August 2021 | Point of View

The worker shortage should be treated as a supply-and-demand issue

With the labor shortage sticking around, it’s time to get creative

The worker shortage should be treated as a supply-and-demand issue

Scarcity is felt these days in many different ways. From the low supply of lumber for building new homes to the limited inventory of new and used cars to even a noticeable “dog shortage.”   

But one of the most widely felt scarcities these days is talent. Where have all the workers gone? Here are the stats we’re all seeing—and experiencing:

  • The quit rate in June 2021 was 2.7% while the job openings rate has also climbed to 6.5%—both are at historical highs 
  • The service economy is experiencing the worst, and it is still far below pre-pandemic levels with 9% unemployment but 1.7 million open jobs 
  • Wages are up and the overall unemployment rate is down  
  • Talent represents the top threat to business in Q3, according to West Monroe’s Q3 poll of C-suite executives 

People are quitting, changing careers, or just finding other things to do. It’s the topic of conversation almost everywhere I go. As CEO of a consulting firm, it’s something I am seeing all our clients experience and talk about, from private equity to manufacturing to healthcare and beyond. It is pervasive and impactful. But most importantly, it doesn’t seem to be going away.  

We all have our own theories about what is going on. The work-from-anywhere phenomenon has caused people to move, but not every job can follow. Unemployment benefits and stimulus programs have been extended. Meaningful work—that is, finding purpose in one’s role—is becoming more important to more people in re-evaluating how they spend their time. And the pandemic forced many to adapt their skill set months ago, leaving entire industries nearly empty-handed today. 

My take? Every now and again you have to evaluate the balance in supply and demand. And if there is an oversubscription of demand, you have to be willing to open up or change your supply requirements. That needs to apply to talent—you may look for a certain type of employee or hold a certain approach to hiring and employment today. But you likely need to relax some of those requirements or change up your approach—in both small and big ways.

TASKS TO PERFORM:
A: Rewrite the part of the worker shortage text that opens with the words containing "People are quitting, changing" and closes with "nearly empty-handed today.", putting "head" in place of "CEO".
B: Name every industry that the worker shortage text lists among the firm's clients.
C: Write what comes next in the worker shortage text, picking up after its final sentence.

DATA EXCERPTS:
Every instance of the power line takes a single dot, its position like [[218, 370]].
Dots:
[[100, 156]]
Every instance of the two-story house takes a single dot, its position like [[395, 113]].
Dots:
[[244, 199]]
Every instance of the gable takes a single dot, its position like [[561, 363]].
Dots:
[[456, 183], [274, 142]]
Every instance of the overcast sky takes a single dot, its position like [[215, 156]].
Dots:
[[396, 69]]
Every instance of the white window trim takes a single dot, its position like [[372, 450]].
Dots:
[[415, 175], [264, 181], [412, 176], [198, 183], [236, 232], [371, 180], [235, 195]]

---

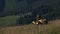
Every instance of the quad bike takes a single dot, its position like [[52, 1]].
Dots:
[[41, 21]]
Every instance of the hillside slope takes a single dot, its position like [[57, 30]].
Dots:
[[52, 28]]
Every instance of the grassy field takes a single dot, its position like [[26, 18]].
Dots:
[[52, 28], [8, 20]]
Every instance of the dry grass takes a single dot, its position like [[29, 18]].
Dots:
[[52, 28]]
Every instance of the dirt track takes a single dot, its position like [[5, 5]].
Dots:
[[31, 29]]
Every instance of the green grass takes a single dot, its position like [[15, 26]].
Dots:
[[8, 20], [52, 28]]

YOUR RESPONSES:
A:
People are quitting, changing careers, or just finding other things to do. It’s the topic of conversation almost everywhere I go. As head of a consulting firm, it’s something I am seeing all our clients experience and talk about, from private equity to manufacturing to healthcare and beyond. It is pervasive and impactful. But most importantly, it doesn’t seem to be going away.  

We all have our own theories about what is going on. The work-from-anywhere phenomenon has caused people to move, but not every job can follow. Unemployment benefits and stimulus programs have been extended. Meaningful work—that is, finding purpose in one’s role—is becoming more important to more people in re-evaluating how they spend their time. And the pandemic forced many to adapt their skill set months ago, leaving entire industries nearly empty-handed today.

B: Private equity, manufacturing, and healthcare.

C:
In other words, it’s time to open your mind to alternative forms of supply. Here are some ideas I’m thinking of: 

  1. A longer-term hybrid staffing approach. Full employment may not be possible for quite some time. Instead of figuring out how you can fill all of your various open positions, you likely need to open up avenues not previously explored, including staff augmentation, contingent workers, and outsourcing. A workforce made up of both FTEs and non-FTEs. And not just temporarily — having programs and vendors in place that represent all of these approaches may need to become part of your longer-term workforce strategy. I’ve heard from clients they’re considering more outsourcing (or offshoring) than ever for back-office functions, choosing to focus their talent strategies on their core business alone. And they’re relying on consulting firms like West Monroe to attract and retain talent for special, strategic initiatives so they can access top talent without having to invest in the recruitment and retention of it.  

  2. M&A. Acquiring a company has always been a tool for companies to get the talent they need. In fact, 18% of C-suite execs told us M&A is a top opportunity for their business this quarter. It can come at a price, though—multiples are high for sought-after firms and not every company wants to go through a merger or multiple acquisitions for talent reasons only. Plus, you’re not always guaranteed the talent will stick around. But this option could work for businesses that need specific skill sets or top-level talent for whom it’s easier to bake in “stay” clauses.  

  3. Rethinking your skilling, reskilling, and upskilling. I get the sense that we may all be waiting for the workforce to “go back to normal,” and that might never happen. That means tapping into the talent you do have – or developing your desired workforce on your own. Don’t wait for the workers to return. Don’t wait for trade schools to do the recruiting and training of skills that you need. You probably need to get in the business of doing this yourself.  

  4. Be willing to make small sacrifices to your culture to attract the right talent. From flexibility in where and when work is performed to the required education and experience for a role, we all need to challenge our norms and expectations. Additionally, people want to see the impact their work will have, not just the activities they’ll perform. Job roles and descriptions that lean into what people are looking for right now could have a big impact in casting a wider net. A FlexJobs survey of 1,800 job seekers found that nearly half were frustrated by their search because they aren’t finding the right positions to match what they want. By bending certain aspects of your culture, you could attract more workers. This HBR article does a great job of expanding on these points.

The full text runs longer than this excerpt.